STATED TASK A: In the passage on the HSL color model, which physical attributes vary along with the subjective dimensions of color?
STATED TASK B: List every issue that the passage on the HSL color model says the proposed perceptual model of sound will address.

** start GIVEN TEXT **

This paper proposes a perceptual model of sound which will address the issues of natural specification,
the manipulation of subjective dimensions, a geometric interface, and transportable coordinates. The
sound model is derived from considerations of the form and properties of the HSL colour model.
46.
The HSL Colour Model
Colour perception has attracted considerable research effort because of its importance in arts, crafts and
industries such as painting, dying, lighting, printing, television and computing. The HSL colour model is
part of a theory of colour which has been extensively developed through psychological experiments on
human perception. The subjective dimensions of colour are hue, saturation and lightness which covary
with the physical attributes of wavelength, spectral content and intensity of the visible electromagnetic
spectrum. The arrangement of colours is called natural because changes in colours are systematic and
observable due to the alignment of the axes of the model with human perception. The appearance of a
colour may be varied independently in each dimension without affecting the other dimensions, so for
example a green hue may be made lighter or darker without altering its green-ness. Arranging the
model in a geometric way allows colours to be compared in terms of position - the further two colours are
apart the greater the difference in their appearance. It also enable the use of geometric paths for
specifying ordered sequences of colours, such as lines, circles and spirals. The polar cyclindrical geometry
of the HSL colour model is shown in Figure 79. This geometric system consists of a chromatic wheel,
made up of a hue angle (H) and a saturation radius (S), fixed upon a vertical lightness axis (L).

** end GIVEN TEXT **
** start STORED DATA **

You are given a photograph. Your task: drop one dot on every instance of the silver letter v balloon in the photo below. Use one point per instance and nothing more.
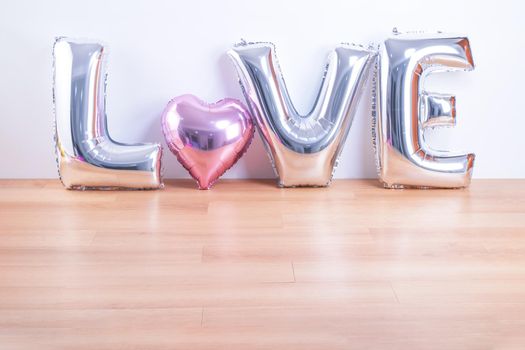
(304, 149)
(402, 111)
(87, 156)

** end STORED DATA **
** start STORED DATA **

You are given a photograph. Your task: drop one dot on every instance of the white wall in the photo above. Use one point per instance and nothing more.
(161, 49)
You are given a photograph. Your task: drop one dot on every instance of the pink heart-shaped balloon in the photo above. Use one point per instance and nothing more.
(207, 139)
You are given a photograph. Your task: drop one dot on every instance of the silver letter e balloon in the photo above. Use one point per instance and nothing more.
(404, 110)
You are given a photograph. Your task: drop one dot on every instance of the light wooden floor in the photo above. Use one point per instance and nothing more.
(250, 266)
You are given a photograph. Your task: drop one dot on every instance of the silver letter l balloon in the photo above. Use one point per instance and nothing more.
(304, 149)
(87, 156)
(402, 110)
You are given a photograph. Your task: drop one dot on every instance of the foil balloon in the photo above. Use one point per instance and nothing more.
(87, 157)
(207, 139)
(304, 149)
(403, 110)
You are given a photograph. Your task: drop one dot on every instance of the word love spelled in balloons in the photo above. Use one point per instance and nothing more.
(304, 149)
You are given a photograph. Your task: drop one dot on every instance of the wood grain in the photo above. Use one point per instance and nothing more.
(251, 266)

** end STORED DATA **

EXERCISE RESULT A: Wavelength, spectral content and intensity of the visible electromagnetic spectrum.

EXERCISE RESULT B:
- Natural specification
- The manipulation of subjective dimensions
- A geometric interface
- Transportable coordinates